MADERA WATER WORKS
v.
MADERA.
No. 229.
Supreme Court of United States.
Argued April 17, 18, 1913. Decided April 28, 1913. APPEAL FROM THE CIRCUIT COURT OF THE UNITED STATES FOR THE SOUTHERN DISTRICT OF CALIFORNIA.*455 Mr. Frank H. Short, with whom Mr. F.E. Cook and Mr. E.J. McCutchen were on the brief, for appellant.
Mr. Raleigh E. Rhodes, with whom Mr. Marshall B. Woodworth was on the brief, for appellees.
MR. JUSTICE HOLMES delivered the opinion of the court.
This is a bill in equity to restrain the City of Madera from proceeding with the construction of a water plant in competition with one that the plaintiff and its predecessors have built under the constitution of the State. The Circuit Court sustained a demurrer and dismissed the bill. 185 Fed. Rep. 281. The ground of the suit is that the state constitution provides that in any city where there are no public works owned by the municipality for supplying the same with water, any individual or corporation of the State shall have the privilege of using the public streets and laying down pipes, &c., for the purpose, subject to the right of the municipal government to regulate the charges. Art. 11, § 19. It is argued that this provision, coupled with the duty imposed on the governing body to fix water rates annually, and the corresponding duty of the water company to comply with the regulations, both under severe penalties (Art. 14, §§ 1, 2, act of March 7, 1881, §§ 1, 7, 8, Stats. 1881, p. 54, c. 52), imports a contract that the private person or corporation constructing works as invited shall not be subject to competition from the public source. Otherwise, it is pointed out, the same body will be called upon to regulate the *456 plaintiff's charges and to endeavor to make a success of the city works. Furthermore the plaintiff is forbidden by other provisions to divert its property to other uses and, again, will be called on to pay taxes to help its rival to succeed. Thus it is said, the city proposes to destroy the plaintiff's property, contrary to the Fourteenth Amendment of the Constitution of the United States.

**PROVIDED DATA**:

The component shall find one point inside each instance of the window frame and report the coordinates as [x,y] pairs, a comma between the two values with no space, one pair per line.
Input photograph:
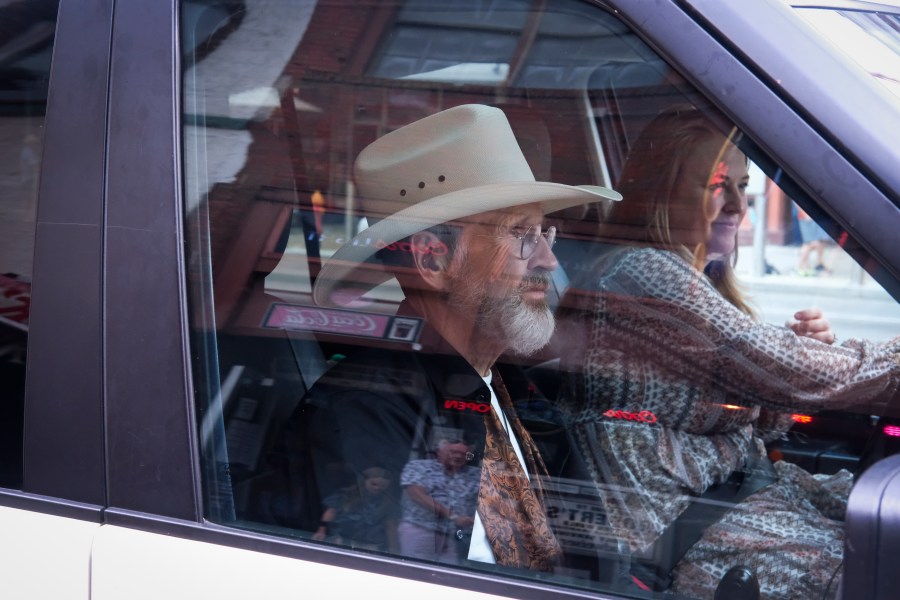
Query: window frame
[112,435]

**WHAT NEEDS TO BE DONE**:
In the court opinion, what did the Circuit Court do with the bill? The lines have no role in this exercise.

**WRITTEN ANSWER**:
It sustained a demurrer and dismissed the bill.